◆ **Фрагмент документа**
Вел<икую> Княгиню — одну из самых прекрасных женщин — не щадила и клевета. О ней, как и о всех Высочайших, было принято распускать были и небылицы. Такие приемы не были почтенны, но они достигали своей цели. Сами же оклеветанные были в таких случаях совершенно беспомощны.

Приведу лишь один случай, невероятно наивный, но умело пущенный в годы войны. Пользуясь тем, что Вел<икая> Кня<гиня> была по рождению немка, тысячеустная молва разнесла, что на Ордынке бывает с какими-то целями ее брат — Великий Герцог Гессенский. Видеться со своей сестрой Герцог приходил по потаенному подземному ходу, проведенному от места его жительства — в Нескучном. Как это ни было безумно нелепо, многие все же этому верили.

Обо всех таких случаях Вел<икая> Кн<ягиня> знала. Нечего говорить, как было ей больно, но она знала и то, что такова «завидная» доля людей с ее положением. Крест свой она пронесла терпеливо, с великим смирением через всю свою жизнь.

О себе Вел<икая> Кня<гиня> была самого скромного мнения. Она говорила, что роль свою в жизни, свои силы знает, их не преувеличивает, на крупное не претендует. Говорила, что «ум ее не создан для больших дел, но у нее есть сердце, и его она может и хочет отдать людям и отдать без остатка»… И действительно, имея большое, умное сердце, она была в жизни больше Марией, чем Марфой.

◆ **Данные для разметки координат**
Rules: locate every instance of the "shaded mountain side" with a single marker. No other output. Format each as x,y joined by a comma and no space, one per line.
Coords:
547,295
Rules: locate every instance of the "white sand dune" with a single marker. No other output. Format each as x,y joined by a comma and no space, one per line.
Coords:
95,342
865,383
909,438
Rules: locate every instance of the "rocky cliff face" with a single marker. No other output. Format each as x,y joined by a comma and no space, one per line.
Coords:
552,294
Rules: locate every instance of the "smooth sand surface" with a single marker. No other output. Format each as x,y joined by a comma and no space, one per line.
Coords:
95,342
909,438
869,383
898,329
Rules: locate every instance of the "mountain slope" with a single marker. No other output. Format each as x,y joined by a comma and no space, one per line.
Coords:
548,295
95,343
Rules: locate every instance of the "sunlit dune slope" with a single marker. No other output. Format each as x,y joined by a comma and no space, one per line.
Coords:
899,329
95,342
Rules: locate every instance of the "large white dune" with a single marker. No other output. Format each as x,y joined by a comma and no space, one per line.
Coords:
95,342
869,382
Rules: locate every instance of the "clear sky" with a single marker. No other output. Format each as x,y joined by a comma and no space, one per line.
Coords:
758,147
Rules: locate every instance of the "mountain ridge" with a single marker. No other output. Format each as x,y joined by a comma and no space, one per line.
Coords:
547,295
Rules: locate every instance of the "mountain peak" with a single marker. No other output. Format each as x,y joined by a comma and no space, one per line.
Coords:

◆ **Задачи**
1. Можете продублировать весь фрагмент о Великой Княгине слово в слово, ничего не меняя?
2. Какие строки записей содержат слово "white"? Извлеките каждую такую строку полностью.
Фрагмент о Великой Княгине и записи взяты из разных источников.

◆ **Ответы по задачам**
1.
Вел<икую> Княгиню — одну из самых прекрасных женщин — не щадила и клевета. О ней, как и о всех Высочайших, было принято распускать были и небылицы. Такие приемы не были почтенны, но они достигали своей цели. Сами же оклеветанные были в таких случаях совершенно беспомощны.

Приведу лишь один случай, невероятно наивный, но умело пущенный в годы войны. Пользуясь тем, что Вел<икая> Кня<гиня> была по рождению немка, тысячеустная молва разнесла, что на Ордынке бывает с какими-то целями ее брат — Великий Герцог Гессенский. Видеться со своей сестрой Герцог приходил по потаенному подземному ходу, проведенному от места его жительства — в Нескучном. Как это ни было безумно нелепо, многие все же этому верили.

Обо всех таких случаях Вел<икая> Кн<ягиня> знала. Нечего говорить, как было ей больно, но она знала и то, что такова «завидная» доля людей с ее положением. Крест свой она пронесла терпеливо, с великим смирением через всю свою жизнь.

О себе Вел<икая> Кня<гиня> была самого скромного мнения. Она говорила, что роль свою в жизни, свои силы знает, их не преувеличивает, на крупное не претендует. Говорила, что «ум ее не создан для больших дел, но у нее есть сердце, и его она может и хочет отдать людям и отдать без остатка»… И действительно, имея большое, умное сердце, она была в жизни больше Марией, чем Марфой.

2.
Rules: locate every instance of the "white sand dune" with a single marker. No other output. Format each as x,y joined by a comma and no space, one per line.
Rules: locate every instance of the "large white dune" with a single marker. No other output. Format each as x,y joined by a comma and no space, one per line.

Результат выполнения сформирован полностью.